Stored records:
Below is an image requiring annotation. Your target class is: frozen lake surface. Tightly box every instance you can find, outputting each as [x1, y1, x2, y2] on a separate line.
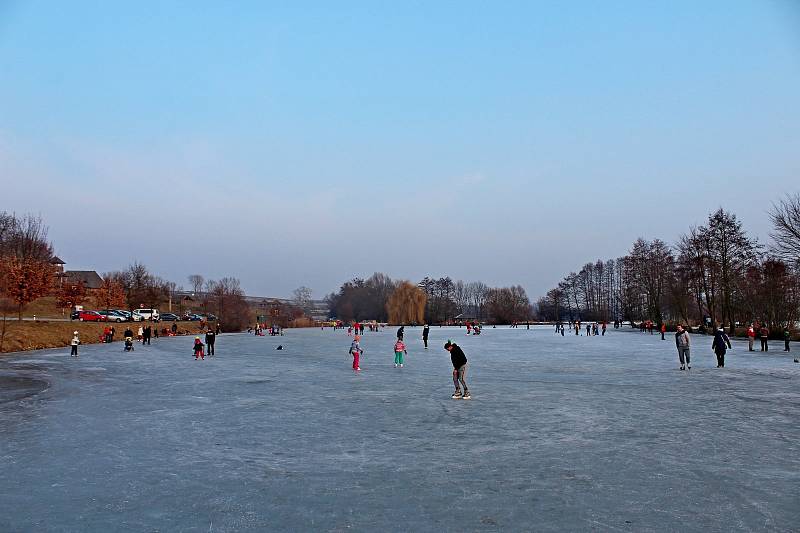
[1, 326, 799, 532]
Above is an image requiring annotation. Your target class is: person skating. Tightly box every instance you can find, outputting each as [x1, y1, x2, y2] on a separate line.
[422, 324, 430, 349]
[70, 331, 80, 357]
[675, 324, 691, 370]
[660, 323, 666, 340]
[193, 337, 205, 360]
[444, 340, 470, 399]
[396, 325, 404, 340]
[601, 322, 606, 336]
[137, 325, 144, 342]
[747, 325, 756, 351]
[759, 325, 769, 351]
[349, 335, 364, 371]
[393, 338, 407, 368]
[143, 325, 151, 345]
[784, 327, 791, 352]
[124, 326, 134, 339]
[712, 326, 732, 368]
[205, 329, 216, 356]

#### Task:
Repeat the entries exactly, pictures left out.

#### Output of the exercise:
Below is an image requiring annotation. Your target class is: frozen lake surface. Tightly box every instance you can find, outputting each as [x1, y1, x2, y2] on a separate line.
[1, 326, 799, 532]
Above is an image requiring annotation. Your target class is: person skating. Tightly box every instance you can find, outputting each as [x1, y1, x2, y2] on a separate line.
[422, 324, 430, 349]
[70, 331, 80, 357]
[675, 324, 691, 370]
[660, 323, 666, 340]
[193, 337, 205, 360]
[444, 340, 470, 399]
[396, 325, 404, 340]
[601, 322, 606, 336]
[137, 325, 144, 342]
[747, 325, 756, 351]
[759, 325, 769, 351]
[349, 335, 364, 371]
[393, 338, 407, 368]
[143, 325, 151, 345]
[784, 327, 791, 352]
[124, 326, 134, 339]
[712, 326, 732, 368]
[205, 329, 216, 356]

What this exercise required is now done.